Dataset excerpts on object pointing
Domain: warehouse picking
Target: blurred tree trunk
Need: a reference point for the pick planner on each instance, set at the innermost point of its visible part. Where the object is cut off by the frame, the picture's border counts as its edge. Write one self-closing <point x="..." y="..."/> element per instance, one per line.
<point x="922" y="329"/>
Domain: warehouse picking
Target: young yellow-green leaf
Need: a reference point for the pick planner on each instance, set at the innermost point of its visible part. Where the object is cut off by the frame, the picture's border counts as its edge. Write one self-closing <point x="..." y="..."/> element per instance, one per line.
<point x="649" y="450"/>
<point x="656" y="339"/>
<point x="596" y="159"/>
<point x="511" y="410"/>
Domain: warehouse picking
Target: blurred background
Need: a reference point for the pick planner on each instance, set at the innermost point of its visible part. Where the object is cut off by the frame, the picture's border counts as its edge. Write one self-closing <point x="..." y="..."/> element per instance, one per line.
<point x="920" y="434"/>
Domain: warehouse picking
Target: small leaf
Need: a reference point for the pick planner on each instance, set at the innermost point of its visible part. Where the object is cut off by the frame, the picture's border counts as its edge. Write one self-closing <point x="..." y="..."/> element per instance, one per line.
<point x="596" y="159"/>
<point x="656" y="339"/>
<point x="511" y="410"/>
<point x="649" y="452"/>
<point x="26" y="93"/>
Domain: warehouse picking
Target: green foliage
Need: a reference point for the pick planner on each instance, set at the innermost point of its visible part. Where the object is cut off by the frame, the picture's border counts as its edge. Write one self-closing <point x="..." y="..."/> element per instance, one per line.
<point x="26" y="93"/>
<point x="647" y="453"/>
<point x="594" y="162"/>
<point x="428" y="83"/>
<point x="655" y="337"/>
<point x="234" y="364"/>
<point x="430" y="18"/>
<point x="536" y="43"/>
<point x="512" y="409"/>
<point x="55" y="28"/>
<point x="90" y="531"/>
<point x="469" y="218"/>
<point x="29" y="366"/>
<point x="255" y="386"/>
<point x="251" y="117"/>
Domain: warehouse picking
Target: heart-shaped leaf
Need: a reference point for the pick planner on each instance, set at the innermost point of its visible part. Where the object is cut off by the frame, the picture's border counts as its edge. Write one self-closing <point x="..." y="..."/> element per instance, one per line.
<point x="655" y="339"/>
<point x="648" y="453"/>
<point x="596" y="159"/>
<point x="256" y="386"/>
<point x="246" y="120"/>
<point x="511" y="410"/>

▸ **The problem**:
Identify every line in the data above that contains the word "leaf", treating uppercase and lowercase as distinct, and copy each such line in full.

▸ **Response for this exercise**:
Target: young yellow-green leaf
Target: small leaf
Target: heart-shaped leaf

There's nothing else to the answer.